→ What to do: Copy out exactly the lines from the one containing "the dark red-brick" to the end of the records below, both included, and nothing else.

--- Data Enclosed Below ---

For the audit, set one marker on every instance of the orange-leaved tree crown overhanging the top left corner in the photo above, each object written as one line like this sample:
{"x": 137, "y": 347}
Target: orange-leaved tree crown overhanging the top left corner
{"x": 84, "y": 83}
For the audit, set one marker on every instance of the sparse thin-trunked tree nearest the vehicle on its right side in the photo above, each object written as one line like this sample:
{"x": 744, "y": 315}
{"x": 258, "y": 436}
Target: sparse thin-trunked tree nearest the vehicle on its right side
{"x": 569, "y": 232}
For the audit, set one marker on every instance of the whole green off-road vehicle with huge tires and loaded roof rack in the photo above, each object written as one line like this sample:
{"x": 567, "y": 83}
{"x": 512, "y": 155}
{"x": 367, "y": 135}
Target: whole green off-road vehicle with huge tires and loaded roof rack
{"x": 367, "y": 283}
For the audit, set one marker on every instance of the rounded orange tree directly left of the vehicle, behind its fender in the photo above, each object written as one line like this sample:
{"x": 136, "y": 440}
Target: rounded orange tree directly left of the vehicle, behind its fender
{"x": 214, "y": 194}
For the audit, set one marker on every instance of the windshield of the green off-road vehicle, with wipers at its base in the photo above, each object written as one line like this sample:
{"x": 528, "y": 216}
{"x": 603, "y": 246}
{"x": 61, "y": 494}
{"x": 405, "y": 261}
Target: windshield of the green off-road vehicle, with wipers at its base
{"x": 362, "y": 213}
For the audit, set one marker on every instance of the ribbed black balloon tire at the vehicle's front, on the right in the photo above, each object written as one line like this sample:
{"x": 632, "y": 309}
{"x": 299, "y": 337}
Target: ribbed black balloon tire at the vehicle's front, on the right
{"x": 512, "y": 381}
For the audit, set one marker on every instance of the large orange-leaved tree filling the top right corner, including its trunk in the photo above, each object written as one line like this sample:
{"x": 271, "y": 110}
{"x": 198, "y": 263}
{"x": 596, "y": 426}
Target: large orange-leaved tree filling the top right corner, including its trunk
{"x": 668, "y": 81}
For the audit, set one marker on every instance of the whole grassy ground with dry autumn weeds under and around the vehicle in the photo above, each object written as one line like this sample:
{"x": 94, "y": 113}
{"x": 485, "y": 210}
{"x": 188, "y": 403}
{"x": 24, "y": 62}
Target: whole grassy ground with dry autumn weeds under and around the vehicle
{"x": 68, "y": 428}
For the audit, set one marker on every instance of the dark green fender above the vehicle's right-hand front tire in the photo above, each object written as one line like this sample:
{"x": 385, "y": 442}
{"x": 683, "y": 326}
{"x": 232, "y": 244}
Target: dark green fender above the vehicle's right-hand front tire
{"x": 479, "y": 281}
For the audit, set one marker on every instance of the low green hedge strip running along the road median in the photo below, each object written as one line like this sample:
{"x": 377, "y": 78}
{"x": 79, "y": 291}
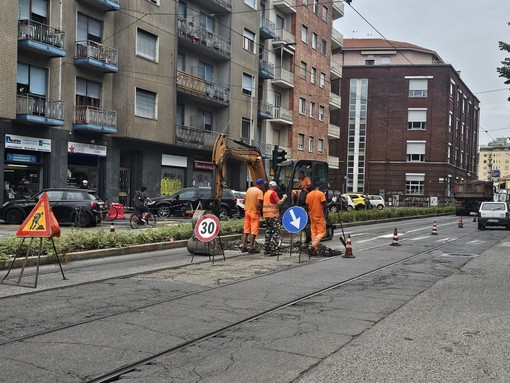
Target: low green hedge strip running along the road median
{"x": 81, "y": 240}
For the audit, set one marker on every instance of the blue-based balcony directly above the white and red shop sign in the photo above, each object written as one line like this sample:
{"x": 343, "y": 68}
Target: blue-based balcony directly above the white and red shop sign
{"x": 94, "y": 120}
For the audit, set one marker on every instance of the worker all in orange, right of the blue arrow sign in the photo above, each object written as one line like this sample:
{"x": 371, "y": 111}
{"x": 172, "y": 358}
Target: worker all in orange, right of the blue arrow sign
{"x": 315, "y": 203}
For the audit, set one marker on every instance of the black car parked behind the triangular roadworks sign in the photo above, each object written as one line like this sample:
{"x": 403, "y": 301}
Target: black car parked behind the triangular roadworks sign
{"x": 65, "y": 203}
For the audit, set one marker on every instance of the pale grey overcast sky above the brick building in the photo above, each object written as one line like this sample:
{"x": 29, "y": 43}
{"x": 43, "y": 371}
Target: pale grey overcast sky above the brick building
{"x": 464, "y": 33}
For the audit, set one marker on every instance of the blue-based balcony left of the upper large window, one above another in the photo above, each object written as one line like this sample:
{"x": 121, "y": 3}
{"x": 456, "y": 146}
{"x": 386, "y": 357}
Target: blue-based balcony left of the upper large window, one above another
{"x": 96, "y": 56}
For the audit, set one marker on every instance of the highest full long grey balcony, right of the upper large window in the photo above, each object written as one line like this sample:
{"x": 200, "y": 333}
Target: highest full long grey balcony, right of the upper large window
{"x": 197, "y": 37}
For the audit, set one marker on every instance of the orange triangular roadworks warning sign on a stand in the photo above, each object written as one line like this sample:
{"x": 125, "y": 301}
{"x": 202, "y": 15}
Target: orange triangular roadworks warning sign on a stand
{"x": 41, "y": 221}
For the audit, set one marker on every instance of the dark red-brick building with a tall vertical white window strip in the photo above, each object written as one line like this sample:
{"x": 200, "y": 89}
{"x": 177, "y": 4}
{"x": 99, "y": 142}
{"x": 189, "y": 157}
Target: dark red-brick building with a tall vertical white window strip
{"x": 410, "y": 123}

--- End of Enclosed Data ---

→ Exercise answer:
For the audit, set one marker on every instance of the dark red-brick building with a tall vertical white window strip in the photo above, each object written as one line like this sample:
{"x": 200, "y": 89}
{"x": 177, "y": 4}
{"x": 99, "y": 142}
{"x": 189, "y": 157}
Target: dark red-brick building with a tall vertical white window strip
{"x": 410, "y": 123}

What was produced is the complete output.